AIM OF THE EXERCISE> All lines in the material below that contain "segment" should be located and copied.

INPUT>
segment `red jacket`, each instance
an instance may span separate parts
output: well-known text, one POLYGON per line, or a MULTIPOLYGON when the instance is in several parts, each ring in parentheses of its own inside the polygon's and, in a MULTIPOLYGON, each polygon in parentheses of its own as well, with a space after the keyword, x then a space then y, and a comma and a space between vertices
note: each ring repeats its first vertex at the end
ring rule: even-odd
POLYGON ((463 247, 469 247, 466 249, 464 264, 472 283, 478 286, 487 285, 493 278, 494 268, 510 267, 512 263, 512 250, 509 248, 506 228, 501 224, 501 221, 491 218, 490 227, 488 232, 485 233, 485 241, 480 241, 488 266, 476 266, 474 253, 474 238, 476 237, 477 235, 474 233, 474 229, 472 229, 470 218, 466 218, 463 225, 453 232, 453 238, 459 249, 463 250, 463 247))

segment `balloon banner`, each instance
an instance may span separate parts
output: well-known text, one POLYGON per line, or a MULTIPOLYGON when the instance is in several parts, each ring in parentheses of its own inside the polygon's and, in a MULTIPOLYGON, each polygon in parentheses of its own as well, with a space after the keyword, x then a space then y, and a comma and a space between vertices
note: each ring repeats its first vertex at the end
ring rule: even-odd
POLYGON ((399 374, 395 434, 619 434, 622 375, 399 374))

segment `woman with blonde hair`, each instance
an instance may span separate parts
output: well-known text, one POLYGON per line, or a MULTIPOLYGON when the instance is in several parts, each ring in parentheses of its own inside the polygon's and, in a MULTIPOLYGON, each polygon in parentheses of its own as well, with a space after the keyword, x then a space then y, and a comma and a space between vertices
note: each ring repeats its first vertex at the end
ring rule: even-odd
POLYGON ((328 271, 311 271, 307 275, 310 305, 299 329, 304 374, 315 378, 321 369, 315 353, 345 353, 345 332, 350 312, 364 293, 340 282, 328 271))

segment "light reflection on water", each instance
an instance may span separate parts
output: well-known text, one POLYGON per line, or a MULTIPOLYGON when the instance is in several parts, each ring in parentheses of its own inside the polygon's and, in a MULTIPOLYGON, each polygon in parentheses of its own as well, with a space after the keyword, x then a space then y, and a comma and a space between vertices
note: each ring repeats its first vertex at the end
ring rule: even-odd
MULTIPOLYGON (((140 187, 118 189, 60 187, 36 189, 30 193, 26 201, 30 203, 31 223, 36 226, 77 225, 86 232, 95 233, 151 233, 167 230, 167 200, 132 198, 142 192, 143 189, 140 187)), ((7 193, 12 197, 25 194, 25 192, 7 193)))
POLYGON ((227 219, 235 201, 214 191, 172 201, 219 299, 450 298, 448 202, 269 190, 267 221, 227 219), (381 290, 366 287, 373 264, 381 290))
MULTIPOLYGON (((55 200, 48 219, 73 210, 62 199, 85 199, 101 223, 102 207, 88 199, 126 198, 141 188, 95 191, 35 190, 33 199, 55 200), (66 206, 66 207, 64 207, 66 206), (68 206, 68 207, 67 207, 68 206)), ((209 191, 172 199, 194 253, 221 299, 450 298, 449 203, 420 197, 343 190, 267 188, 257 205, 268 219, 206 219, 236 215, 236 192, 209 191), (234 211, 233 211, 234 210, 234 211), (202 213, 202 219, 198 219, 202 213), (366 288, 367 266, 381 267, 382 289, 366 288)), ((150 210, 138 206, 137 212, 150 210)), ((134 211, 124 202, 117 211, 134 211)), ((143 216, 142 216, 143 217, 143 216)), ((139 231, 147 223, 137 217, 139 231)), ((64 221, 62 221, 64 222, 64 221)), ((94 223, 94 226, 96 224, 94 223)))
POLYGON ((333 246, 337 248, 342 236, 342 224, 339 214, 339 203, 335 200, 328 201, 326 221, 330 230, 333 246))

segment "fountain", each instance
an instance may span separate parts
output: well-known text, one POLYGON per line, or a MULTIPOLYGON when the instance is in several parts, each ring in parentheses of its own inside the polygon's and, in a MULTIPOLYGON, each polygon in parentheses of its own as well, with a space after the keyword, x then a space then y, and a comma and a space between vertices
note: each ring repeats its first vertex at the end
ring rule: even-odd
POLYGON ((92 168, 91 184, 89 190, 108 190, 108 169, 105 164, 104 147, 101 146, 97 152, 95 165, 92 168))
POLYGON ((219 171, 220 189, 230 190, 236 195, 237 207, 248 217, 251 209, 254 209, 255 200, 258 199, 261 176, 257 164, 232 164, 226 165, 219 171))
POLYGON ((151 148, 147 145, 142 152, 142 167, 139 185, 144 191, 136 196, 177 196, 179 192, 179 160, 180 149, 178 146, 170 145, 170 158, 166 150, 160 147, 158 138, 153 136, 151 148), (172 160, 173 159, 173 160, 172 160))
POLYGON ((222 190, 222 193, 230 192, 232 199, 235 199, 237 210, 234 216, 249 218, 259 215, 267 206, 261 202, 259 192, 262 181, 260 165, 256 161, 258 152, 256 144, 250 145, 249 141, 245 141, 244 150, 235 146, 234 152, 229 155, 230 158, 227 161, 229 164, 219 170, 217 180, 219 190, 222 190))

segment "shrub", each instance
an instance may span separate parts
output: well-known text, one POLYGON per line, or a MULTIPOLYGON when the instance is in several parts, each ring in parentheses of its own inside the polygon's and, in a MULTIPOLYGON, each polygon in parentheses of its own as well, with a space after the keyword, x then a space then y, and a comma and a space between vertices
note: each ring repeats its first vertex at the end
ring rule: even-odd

ANSWER AREA>
segment `red jacket`, each instance
segment `balloon banner`, each instance
segment `woman with blonde hair`, each instance
segment "light reflection on water", each instance
segment "fountain", each instance
segment "shrub", each instance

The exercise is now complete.